◆ **DO THIS**: All of the data needs to be repeated exactly.
***** INFORMATION PROVIDED
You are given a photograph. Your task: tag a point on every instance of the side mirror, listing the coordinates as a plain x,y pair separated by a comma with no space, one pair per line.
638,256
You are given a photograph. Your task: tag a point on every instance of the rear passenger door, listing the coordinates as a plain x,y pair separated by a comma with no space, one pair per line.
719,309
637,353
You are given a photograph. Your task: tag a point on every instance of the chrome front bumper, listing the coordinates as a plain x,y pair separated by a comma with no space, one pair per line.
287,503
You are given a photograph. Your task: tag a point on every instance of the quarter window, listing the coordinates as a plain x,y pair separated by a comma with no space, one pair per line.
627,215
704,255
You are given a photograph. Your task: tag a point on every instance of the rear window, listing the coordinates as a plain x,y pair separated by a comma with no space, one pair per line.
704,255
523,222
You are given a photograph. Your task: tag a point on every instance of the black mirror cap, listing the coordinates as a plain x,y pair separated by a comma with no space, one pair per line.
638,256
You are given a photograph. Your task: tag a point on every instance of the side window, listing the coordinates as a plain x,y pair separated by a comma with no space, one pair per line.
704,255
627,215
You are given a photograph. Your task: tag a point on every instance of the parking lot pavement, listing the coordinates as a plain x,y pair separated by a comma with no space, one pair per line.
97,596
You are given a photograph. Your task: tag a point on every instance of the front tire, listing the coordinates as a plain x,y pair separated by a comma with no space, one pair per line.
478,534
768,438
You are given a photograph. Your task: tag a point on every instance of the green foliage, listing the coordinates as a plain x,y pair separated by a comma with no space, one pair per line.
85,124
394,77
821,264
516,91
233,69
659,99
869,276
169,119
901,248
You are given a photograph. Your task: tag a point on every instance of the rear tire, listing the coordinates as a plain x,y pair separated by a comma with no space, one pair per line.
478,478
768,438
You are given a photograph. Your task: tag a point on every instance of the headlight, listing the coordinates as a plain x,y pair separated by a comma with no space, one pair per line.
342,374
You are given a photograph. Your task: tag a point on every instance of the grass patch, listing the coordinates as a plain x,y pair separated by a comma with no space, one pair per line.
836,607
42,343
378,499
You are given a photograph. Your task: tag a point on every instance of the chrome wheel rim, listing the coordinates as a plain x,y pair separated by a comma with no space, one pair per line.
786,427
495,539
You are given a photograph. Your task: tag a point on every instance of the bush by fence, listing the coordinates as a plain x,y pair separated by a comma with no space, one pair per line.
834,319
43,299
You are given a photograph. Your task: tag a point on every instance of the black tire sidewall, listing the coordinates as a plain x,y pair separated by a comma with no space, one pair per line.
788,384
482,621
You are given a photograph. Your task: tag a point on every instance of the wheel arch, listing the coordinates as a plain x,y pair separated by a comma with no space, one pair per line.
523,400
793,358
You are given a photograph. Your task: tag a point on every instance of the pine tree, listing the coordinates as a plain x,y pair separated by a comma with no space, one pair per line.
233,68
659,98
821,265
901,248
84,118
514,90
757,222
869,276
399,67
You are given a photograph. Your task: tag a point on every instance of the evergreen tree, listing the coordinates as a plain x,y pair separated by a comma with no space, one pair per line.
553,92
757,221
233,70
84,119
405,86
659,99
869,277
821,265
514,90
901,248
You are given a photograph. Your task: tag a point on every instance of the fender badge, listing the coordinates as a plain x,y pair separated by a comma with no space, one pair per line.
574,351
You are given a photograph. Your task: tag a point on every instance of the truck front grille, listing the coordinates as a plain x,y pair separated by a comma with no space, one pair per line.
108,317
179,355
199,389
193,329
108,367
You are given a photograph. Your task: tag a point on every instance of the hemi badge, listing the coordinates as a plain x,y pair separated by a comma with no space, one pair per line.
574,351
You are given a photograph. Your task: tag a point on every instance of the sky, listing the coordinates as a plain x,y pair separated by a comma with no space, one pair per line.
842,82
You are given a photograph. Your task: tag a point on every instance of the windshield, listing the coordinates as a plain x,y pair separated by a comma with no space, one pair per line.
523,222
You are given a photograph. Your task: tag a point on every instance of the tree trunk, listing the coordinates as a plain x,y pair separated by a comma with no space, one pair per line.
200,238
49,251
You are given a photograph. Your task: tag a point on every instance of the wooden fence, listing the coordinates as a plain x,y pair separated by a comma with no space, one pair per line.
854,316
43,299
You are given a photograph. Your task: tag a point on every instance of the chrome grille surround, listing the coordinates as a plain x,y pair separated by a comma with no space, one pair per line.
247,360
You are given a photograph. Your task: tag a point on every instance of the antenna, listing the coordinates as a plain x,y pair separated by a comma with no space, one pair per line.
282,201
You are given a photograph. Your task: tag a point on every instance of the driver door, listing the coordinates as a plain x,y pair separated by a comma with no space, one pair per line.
**********
◆ **RESULT OF THE EXERCISE**:
You are given a photograph. Your task: tag a point on every instance of the side mirror, listing the coordinates as a plain x,y pair separated by a comma with no space, one pair per line.
638,256
You are given a photograph. Your task: tag a point on every instance of the rear passenger door, listing the coordinates as a plain x,y pair separated by a comma with no space, one pair per line.
719,309
637,353
You are given a photograph. Your task: tag a point on every instance of the chrome front bumper, listing the coordinates as a plain x,y pair separated by a comma with no space, one pair per line.
287,503
You are given a photograph. Your task: tag a point on every instance of the quarter window, listing the coordinates as a plain x,y pair separated by a comma with no space, one pair per line.
627,215
704,255
You are given a photograph. Your task: tag a point on every instance of the rear window, listing the coordinates as a plain x,y pair separated by a comma with no space, one pair per line.
704,255
523,222
You are given a photograph. Your task: tag a point on every instance of the black mirror cap, listing the coordinates as a plain x,y pair separated by a comma with no space, one pair per line.
638,256
You are given a photograph. Your task: tag a point on every instance of the side window, listing the coordinates as a plain x,y pair separated by a comma with no space, one pair per line.
704,255
627,215
You are given a photograph. Your task: tag a point on every instance of the parking lot pavement, listing the coordinates as a plain x,y pair separated by a comma with no space, one pair per line.
97,596
You are given a photograph. Your task: tag a point on every instance of the front tire, listing the coordinates as a plain x,y pair separated by a comma with no space, one pair per line.
478,534
768,438
You are given a photograph. Your task: tag a point on every instance of the green foliage, listing the coordinates as a plain x,y pair separated by a comma with no space, one pair per line.
85,124
394,77
821,264
516,91
233,69
659,99
869,276
169,119
901,248
You are given a photograph. Your task: tag a point on every instance of the rear tire, listing the coordinates as a plain x,y pair separated by a comma with no space, one pair per line.
478,478
768,438
You are given a photograph. Your task: tag a point on every instance of the headlight, listing the coordinates as a plain x,y pair separated by a comma with no space, one pair per line.
342,374
You are given a photograph. Your task: tag a point on every instance of the grass patch, listing the coordinates as a plain x,y pair separated by a comma with no space, one pair per line.
836,607
42,343
378,499
You are given a photograph. Your task: tag a point on every instance of the chrome wheel rim, listing the coordinates as a plain x,y pair separated by a comma with no space, one pair per line.
786,427
495,539
You are given a photograph. Your task: tag a point on every instance of the bush by fence, listing the coordinates as a plain x,y pair separated by a comma with no space, one pair per line.
834,319
43,299
You are given a photograph. Your task: tag a point on every instance of the black tire sidewall, listing the coordinates as a plain x,y pair separated by a comma with no space, one pair per line.
788,384
482,621
You are given a photograph. Your task: tag a point on every instance of the wheel arch, listing the coordinates as a plain x,y pair separated by a comma with no space, one pair per line.
523,400
793,358
You are given a photograph. Your task: tag a point on every instance of the pine tree, listing the coordinates as a plain x,y pair separated by a comma with no space, one pair per line.
233,68
659,98
821,265
901,248
84,118
514,90
757,222
869,276
399,67
You are given a photograph. Your task: tag a point on every instance of the evergreen tree, listing the coordinates as a plain x,y pair separated by a comma with no space, one pair per line.
553,92
757,221
233,70
84,119
405,86
659,99
869,277
821,265
514,90
901,248
You are given a photograph. Your task: tag a point on every instance of the fender badge, listing the coordinates as a plain x,y pair separated by a comma with no space, one pair per line.
574,351
You are given a photograph. Your task: tag a point on every instance of the truck front grille, listing the coordinates as a plain x,y pair separated by a comma with no space, one pair per line.
108,317
179,355
199,389
193,329
108,367
You are given a photograph. Your task: tag a point on every instance of the hemi badge, listing the coordinates as a plain x,y pair separated by a comma with no space, one pair per line.
574,351
You are given a photograph. Your task: tag a point on every instance of the sky, listing the coordinates as a plain x,y pair separated by a comma with no space, one pair per line.
842,82
You are given a photograph. Your task: tag a point on every instance of the windshield, listing the coordinates as a plain x,y pair separated by a comma with no space, one pair per line.
523,222
You are given a photograph. Your task: tag a point on every instance of the tree trunk, listing the coordinates as a plain x,y pair separated by a comma with no space, one pair per line.
200,238
49,251
You are given a photograph. Your task: tag a point on every instance of the wooden fence, listing the coordinates as a plain x,y pair separated by a comma with no space, one pair per line.
854,316
43,299
You are given a photograph. Your task: tag a point on every instance of the chrome grille surround, listing the coordinates as a plain x,y pair separated by a comma with no space, one pair per line.
247,360
You are given a photograph. Your task: tag a point on every instance of the antenna, listing the coordinates as a plain x,y pair separated by a comma with no space, one pair per line.
282,201
You are given a photograph. Your task: tag a point on every instance of the driver door, listing the coordinates as a plain x,y pair separated by a comma with no space, one pair per line.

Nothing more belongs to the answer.